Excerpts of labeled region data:
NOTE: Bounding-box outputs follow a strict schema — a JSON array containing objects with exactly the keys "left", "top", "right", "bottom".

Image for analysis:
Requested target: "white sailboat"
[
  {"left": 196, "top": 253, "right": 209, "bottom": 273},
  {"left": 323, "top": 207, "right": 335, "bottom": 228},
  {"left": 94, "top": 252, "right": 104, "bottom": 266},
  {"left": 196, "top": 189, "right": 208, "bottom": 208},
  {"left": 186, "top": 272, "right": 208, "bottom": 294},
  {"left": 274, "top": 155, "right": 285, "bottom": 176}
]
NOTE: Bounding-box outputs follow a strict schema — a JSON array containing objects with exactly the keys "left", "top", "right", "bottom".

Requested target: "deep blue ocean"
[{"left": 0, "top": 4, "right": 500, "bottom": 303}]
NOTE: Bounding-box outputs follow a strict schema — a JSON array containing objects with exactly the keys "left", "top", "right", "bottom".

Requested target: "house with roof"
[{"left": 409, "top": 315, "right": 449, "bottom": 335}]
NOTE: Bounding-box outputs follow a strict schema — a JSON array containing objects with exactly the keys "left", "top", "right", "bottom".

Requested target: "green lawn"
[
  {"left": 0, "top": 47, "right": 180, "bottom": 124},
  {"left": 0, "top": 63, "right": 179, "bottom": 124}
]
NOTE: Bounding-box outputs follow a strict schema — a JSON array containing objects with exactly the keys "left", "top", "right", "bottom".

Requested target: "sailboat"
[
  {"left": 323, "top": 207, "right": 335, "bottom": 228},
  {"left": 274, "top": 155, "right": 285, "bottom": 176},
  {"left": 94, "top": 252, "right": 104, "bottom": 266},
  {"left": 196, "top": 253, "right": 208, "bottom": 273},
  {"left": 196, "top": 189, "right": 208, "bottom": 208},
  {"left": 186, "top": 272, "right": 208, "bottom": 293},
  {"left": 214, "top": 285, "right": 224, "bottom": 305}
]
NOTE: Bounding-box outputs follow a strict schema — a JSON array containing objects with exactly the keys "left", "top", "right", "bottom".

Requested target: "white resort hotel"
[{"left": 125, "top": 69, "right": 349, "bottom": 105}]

*PROMPT:* Select each line above that contains the word "Requested", and copy those lines out in full.

*RESULT BELOW:*
Requested target: "white sailboat"
Requested target: "deep blue ocean"
Requested target: "house with roof"
Requested target: "green lawn"
Requested target: "sailboat"
Requested target: "white resort hotel"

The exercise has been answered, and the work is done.